THE PROBLEM: Retype the data that follows exactly. No pictures belong in the copy.

-------- RECORDS FOR THE EXERCISE

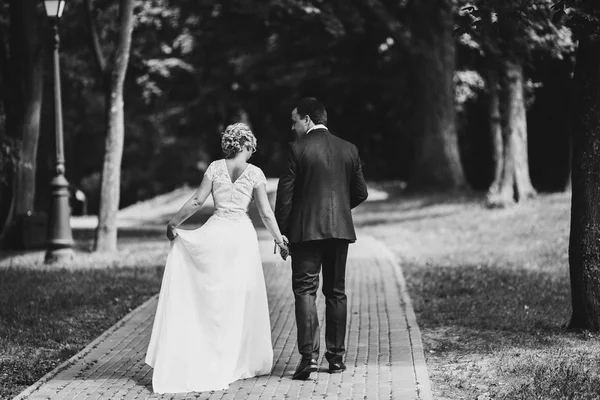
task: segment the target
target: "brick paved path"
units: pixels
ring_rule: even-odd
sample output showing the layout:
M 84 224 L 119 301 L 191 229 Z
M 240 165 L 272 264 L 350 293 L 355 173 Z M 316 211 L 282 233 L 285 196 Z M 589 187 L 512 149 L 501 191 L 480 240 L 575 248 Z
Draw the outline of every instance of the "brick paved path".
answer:
M 421 337 L 402 272 L 383 244 L 364 235 L 350 246 L 348 260 L 348 370 L 330 375 L 326 372 L 327 361 L 321 359 L 320 369 L 311 380 L 293 381 L 291 375 L 299 355 L 291 272 L 285 265 L 274 265 L 268 235 L 259 231 L 259 238 L 275 356 L 270 375 L 234 382 L 225 391 L 153 394 L 152 370 L 144 364 L 144 357 L 155 296 L 15 399 L 431 398 Z M 318 304 L 323 321 L 321 292 Z

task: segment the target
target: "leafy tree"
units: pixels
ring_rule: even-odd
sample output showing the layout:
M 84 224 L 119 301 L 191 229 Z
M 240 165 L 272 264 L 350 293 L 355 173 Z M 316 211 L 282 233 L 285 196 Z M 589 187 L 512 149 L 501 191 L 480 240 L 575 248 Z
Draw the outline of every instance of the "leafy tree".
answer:
M 112 45 L 110 59 L 104 58 L 104 49 L 93 15 L 92 0 L 86 0 L 91 41 L 98 68 L 104 77 L 106 93 L 106 145 L 102 183 L 100 190 L 100 212 L 94 248 L 100 252 L 117 249 L 117 211 L 121 188 L 121 159 L 125 137 L 124 83 L 129 64 L 131 36 L 133 32 L 134 0 L 120 0 L 118 8 L 118 30 Z
M 356 2 L 398 43 L 411 49 L 414 148 L 410 186 L 435 190 L 466 187 L 455 121 L 452 1 L 400 2 L 394 6 L 380 0 Z
M 459 12 L 461 41 L 485 58 L 494 181 L 488 203 L 504 207 L 534 196 L 529 175 L 525 67 L 538 52 L 573 51 L 570 30 L 552 22 L 551 0 L 479 0 Z

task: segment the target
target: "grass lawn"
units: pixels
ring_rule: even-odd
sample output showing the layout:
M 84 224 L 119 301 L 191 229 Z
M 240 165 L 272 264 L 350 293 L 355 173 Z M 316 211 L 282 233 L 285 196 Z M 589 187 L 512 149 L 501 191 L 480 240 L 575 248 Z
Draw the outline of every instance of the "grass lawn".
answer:
M 599 399 L 599 337 L 562 328 L 570 195 L 482 204 L 396 194 L 356 216 L 401 262 L 434 398 Z
M 96 255 L 79 233 L 75 261 L 0 254 L 0 399 L 10 399 L 69 359 L 160 289 L 168 241 L 124 232 L 120 252 Z

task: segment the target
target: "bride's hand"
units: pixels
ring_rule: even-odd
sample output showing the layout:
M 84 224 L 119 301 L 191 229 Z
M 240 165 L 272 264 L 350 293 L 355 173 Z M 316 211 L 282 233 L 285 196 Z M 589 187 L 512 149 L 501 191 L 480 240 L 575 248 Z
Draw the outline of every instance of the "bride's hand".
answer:
M 175 226 L 168 224 L 167 225 L 167 238 L 169 238 L 169 240 L 173 240 L 177 237 L 177 232 L 175 232 Z

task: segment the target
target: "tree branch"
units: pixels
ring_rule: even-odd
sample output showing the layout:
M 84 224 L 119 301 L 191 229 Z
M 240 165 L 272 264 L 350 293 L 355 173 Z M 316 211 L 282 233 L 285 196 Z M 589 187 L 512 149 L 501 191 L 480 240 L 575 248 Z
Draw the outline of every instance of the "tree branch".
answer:
M 100 75 L 104 77 L 107 74 L 108 65 L 106 58 L 104 57 L 104 52 L 102 51 L 102 45 L 100 43 L 100 35 L 98 33 L 98 25 L 96 24 L 96 18 L 94 16 L 94 5 L 92 0 L 85 0 L 85 15 L 90 34 L 90 47 L 92 49 L 92 53 L 94 53 L 94 59 L 96 60 L 96 65 L 100 70 Z
M 354 0 L 357 6 L 367 9 L 402 46 L 410 45 L 410 32 L 396 19 L 380 0 Z
M 129 53 L 131 50 L 131 33 L 133 31 L 133 8 L 134 0 L 119 1 L 119 37 L 115 47 L 114 65 L 112 70 L 111 85 L 115 83 L 122 86 L 125 80 L 125 72 L 129 65 Z

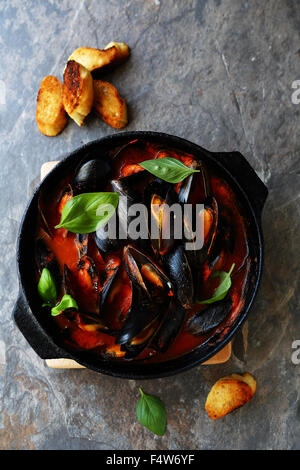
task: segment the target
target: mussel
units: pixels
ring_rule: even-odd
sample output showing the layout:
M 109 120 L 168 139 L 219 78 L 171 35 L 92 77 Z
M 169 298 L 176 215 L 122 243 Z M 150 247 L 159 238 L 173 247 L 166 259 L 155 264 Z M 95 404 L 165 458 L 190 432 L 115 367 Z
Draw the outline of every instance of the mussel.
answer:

----------------

RESPONSE TO THIS EXERCISE:
task: segment the target
target: "brick paved path"
units: pixels
ring_rule: even-odd
sample output showing the layout:
M 84 224 L 119 301 L 191 229 Z
M 240 165 L 272 264 L 350 293 L 355 173 Z M 316 211 L 282 233 L 285 196 Z M 589 187 L 512 149 L 501 191 L 480 240 L 575 248 Z
Draw the outline of every instance of the "brick paved path".
answer:
M 421 337 L 402 272 L 383 244 L 364 235 L 350 246 L 348 260 L 348 370 L 330 375 L 326 372 L 327 361 L 321 359 L 320 369 L 311 380 L 293 381 L 291 375 L 299 355 L 291 272 L 285 265 L 274 265 L 268 235 L 259 231 L 259 238 L 275 356 L 270 375 L 234 382 L 225 391 L 153 394 L 152 370 L 144 364 L 144 357 L 155 296 L 15 399 L 431 398 Z M 318 304 L 323 321 L 321 292 Z

task: segment the target
target: "leafy tree"
units: pixels
ring_rule: even-odd
sample output showing the layout:
M 84 224 L 119 301 L 191 229 Z
M 240 165 L 272 264 L 350 293 L 355 173 Z M 316 211 L 282 233 L 285 196 Z M 589 187 L 512 149 L 501 191 L 480 240 L 575 248 Z
Draw the outline of every instance of the "leafy tree".
answer:
M 112 45 L 110 59 L 104 58 L 104 49 L 93 15 L 92 0 L 86 0 L 91 41 L 98 68 L 104 77 L 106 93 L 106 145 L 102 183 L 100 190 L 100 212 L 94 248 L 100 252 L 117 249 L 117 211 L 121 188 L 121 159 L 125 137 L 124 83 L 129 64 L 131 36 L 133 32 L 134 0 L 120 0 L 118 8 L 118 30 Z
M 356 2 L 398 43 L 411 49 L 414 148 L 410 186 L 435 190 L 466 187 L 455 121 L 452 1 L 400 2 L 394 6 L 380 0 Z
M 459 12 L 461 41 L 485 58 L 494 181 L 488 203 L 504 207 L 534 196 L 529 175 L 525 67 L 538 52 L 573 51 L 570 30 L 552 22 L 551 0 L 479 0 Z

task: segment the target
target: "grass lawn"
units: pixels
ring_rule: even-odd
sample output showing the layout:
M 84 224 L 119 301 L 191 229 Z
M 240 165 L 272 264 L 350 293 L 355 173 Z M 316 211 L 282 233 L 285 196 Z M 589 187 L 512 149 L 501 191 L 480 240 L 575 248 Z
Draw the outline of every instance of the "grass lawn".
answer:
M 599 399 L 599 337 L 562 328 L 570 195 L 482 204 L 396 194 L 356 216 L 401 262 L 434 398 Z
M 96 255 L 79 233 L 75 261 L 0 254 L 0 399 L 10 399 L 69 359 L 160 289 L 168 241 L 124 232 L 120 252 Z

task: segment the target
target: "bride's hand"
units: pixels
ring_rule: even-odd
sample output showing the layout:
M 84 224 L 119 301 L 191 229 Z
M 240 165 L 272 264 L 350 293 L 355 173 Z M 316 211 L 282 233 L 285 196 Z M 589 187 L 512 149 L 501 191 L 480 240 L 575 248 Z
Draw the outline of every instance of the "bride's hand".
answer:
M 175 226 L 168 224 L 167 225 L 167 238 L 169 238 L 169 240 L 173 240 L 177 237 L 177 232 L 175 232 Z

task: segment the target
target: "tree branch"
units: pixels
ring_rule: even-odd
sample output showing the layout:
M 84 224 L 119 301 L 191 229 Z
M 240 165 L 272 264 L 350 293 L 355 173 Z M 316 211 L 282 233 L 285 196 Z M 589 187 L 512 149 L 501 191 L 480 240 L 575 248 Z
Draw the outline of every instance of the "tree branch".
answer:
M 100 75 L 104 77 L 107 74 L 108 65 L 106 58 L 104 57 L 104 52 L 102 51 L 102 45 L 100 43 L 100 35 L 98 33 L 98 25 L 96 24 L 96 18 L 94 16 L 94 5 L 92 0 L 85 0 L 85 15 L 90 34 L 90 47 L 92 49 L 92 53 L 94 53 L 94 59 L 96 60 L 96 65 L 100 70 Z
M 354 0 L 357 6 L 367 9 L 402 46 L 410 45 L 410 32 L 396 19 L 380 0 Z
M 129 53 L 131 50 L 131 33 L 133 31 L 133 8 L 134 0 L 119 1 L 119 37 L 115 47 L 114 65 L 112 70 L 111 85 L 115 83 L 122 86 L 125 80 L 125 72 L 129 65 Z

task: segment the target
target: mussel
units: pixels
ring_rule: even-odd
sample output showing the layout:
M 109 120 L 168 139 L 219 78 L 171 35 L 92 77 Z
M 169 298 L 176 215 L 122 243 Z M 150 247 L 159 238 L 173 247 L 166 259 L 155 264 Z M 95 404 L 165 458 L 190 432 L 115 367 Z
Draw the outline of every instance of the mussel.
answer:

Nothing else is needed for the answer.